Texto de referencia

● ● ● ● ● ● ●

La fractura de un pie —en este siglo de ortopedia—, el
vuelo retrasado, o el insulto de un escritor que no tiene otro oficio
que la envidia y la maledicencia, no me parecen mucho más graves que la
picadura de una avispa, sin ser uno alérgico. Cuando hay alborotos en
las redes sociales, y empieza el cacareo por cualquier acto abominable
cometido por algún pecador (que puedo ser yo), recuerdo siempre el mismo
aforismo de Lichtenberg: “He recibido tantos elogios inmerecidos, que
bien puedo soportar una crítica inmerecida”.
Es más, si la crítica
es merecida, con mayor razón se la debe soportar estoicamente (más se
perdió en el diluvio), y admitir el error. A lo que no estoy dispuesto
es a salir desnudo en una procesión, azotándome la espalda con un
látigo, hasta sacarme sangre, como eran las penitencias que exigían los
curas del oscurantismo.

● ● ● ● ● ● ●

Enunciado de la tarea
Reproduce íntegro y sin ningún cambio, por favor, el texto sobre la crítica inmerecida.

Datos proporcionados

● ● ● ● ● ● ●

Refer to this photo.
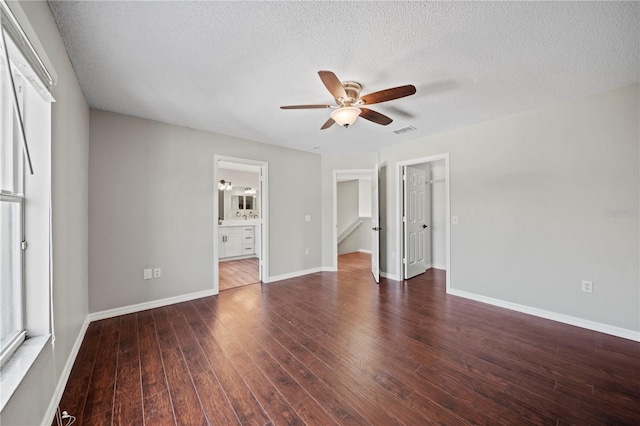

● ● ● ● ● ● ●

Respuesta
La fractura de un pie —en este siglo de ortopedia—, el
vuelo retrasado, o el insulto de un escritor que no tiene otro oficio
que la envidia y la maledicencia, no me parecen mucho más graves que la
picadura de una avispa, sin ser uno alérgico. Cuando hay alborotos en
las redes sociales, y empieza el cacareo por cualquier acto abominable
cometido por algún pecador (que puedo ser yo), recuerdo siempre el mismo
aforismo de Lichtenberg: “He recibido tantos elogios inmerecidos, que
bien puedo soportar una crítica inmerecida”.
Es más, si la crítica
es merecida, con mayor razón se la debe soportar estoicamente (más se
perdió en el diluvio), y admitir el error. A lo que no estoy dispuesto
es a salir desnudo en una procesión, azotándome la espalda con un
látigo, hasta sacarme sangre, como eran las penitencias que exigían los
curas del oscurantismo.